* [To do]:
Return each entry exactly, omitting nothing.

Records excerpted from a collection:

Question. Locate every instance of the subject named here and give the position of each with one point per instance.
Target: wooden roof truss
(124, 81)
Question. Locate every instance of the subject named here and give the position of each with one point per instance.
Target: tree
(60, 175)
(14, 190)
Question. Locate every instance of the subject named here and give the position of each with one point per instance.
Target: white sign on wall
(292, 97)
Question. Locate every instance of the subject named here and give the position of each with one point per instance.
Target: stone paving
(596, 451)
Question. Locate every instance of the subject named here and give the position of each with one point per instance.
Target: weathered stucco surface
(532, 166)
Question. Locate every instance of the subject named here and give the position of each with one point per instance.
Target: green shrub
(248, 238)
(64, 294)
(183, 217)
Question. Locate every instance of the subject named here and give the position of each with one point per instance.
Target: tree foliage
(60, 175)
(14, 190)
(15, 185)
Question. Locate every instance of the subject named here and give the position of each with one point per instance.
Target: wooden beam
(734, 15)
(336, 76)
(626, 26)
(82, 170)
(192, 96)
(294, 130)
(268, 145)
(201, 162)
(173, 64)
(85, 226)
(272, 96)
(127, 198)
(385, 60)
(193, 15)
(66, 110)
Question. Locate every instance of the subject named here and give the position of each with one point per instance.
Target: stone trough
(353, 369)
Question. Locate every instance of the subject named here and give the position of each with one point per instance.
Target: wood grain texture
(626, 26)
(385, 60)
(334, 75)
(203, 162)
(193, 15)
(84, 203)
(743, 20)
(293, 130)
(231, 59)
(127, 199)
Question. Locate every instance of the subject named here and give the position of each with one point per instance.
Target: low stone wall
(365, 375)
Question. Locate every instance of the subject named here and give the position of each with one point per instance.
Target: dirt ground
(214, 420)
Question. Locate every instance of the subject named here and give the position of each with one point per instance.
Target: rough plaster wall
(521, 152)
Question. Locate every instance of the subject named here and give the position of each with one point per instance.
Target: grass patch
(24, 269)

* [Finished answer]:
Question. Locate every instance of the subject named here and give the position of each with one point per instance.
Target: wooden roof truss
(124, 81)
Question. Locate every instance of the subject named here and give the position of each with one point per instance.
Target: tree
(60, 175)
(14, 190)
Question. Locate every instance of the subject named here and give the position of each with one point per instance.
Target: white sign on wall
(292, 97)
Question. Locate every instance of the subject named here and give the position of each with one point per instance.
Target: stone paving
(596, 451)
Question. Locate every instance of the subject named here and give the position of each with one point per instance.
Target: weathered stucco surface
(532, 166)
Question. Locate every instance of the subject named here and give the position of each with one point per instance.
Target: green shrub
(248, 238)
(64, 294)
(183, 217)
Question. Locate every instance of the subject named here and give the position of each with one point per instance.
Target: tree foliage
(60, 175)
(14, 190)
(15, 185)
Question. Locate every instance of the subject named here and give the position of each with one point per instance.
Target: wooden beam
(734, 15)
(336, 76)
(626, 26)
(82, 170)
(192, 96)
(294, 130)
(268, 145)
(201, 162)
(173, 64)
(85, 226)
(272, 96)
(127, 198)
(385, 60)
(193, 15)
(66, 110)
Question. Locate every instance of the subject named here and give the position of each with one point per instance.
Target: stone trough
(353, 369)
Question. Locate every instance of the subject named here and give the position of each with one point per instance.
Target: wood grain texture
(626, 26)
(385, 60)
(334, 75)
(203, 162)
(193, 15)
(84, 203)
(743, 20)
(293, 130)
(231, 59)
(127, 199)
Question. Locate every instance of the subject named here and give the position of each with one point per instance.
Target: low stone wall
(365, 375)
Question. Locate every instance of the subject named here and give the position of each with one point per instance.
Target: dirt ground
(214, 420)
Question. Locate every instance of the subject named here and give the position of each with one point per instance.
Target: rough plaster wall
(521, 152)
Question. Locate every instance of the subject named here and give the position of each with one point per instance.
Target: grass patch
(24, 269)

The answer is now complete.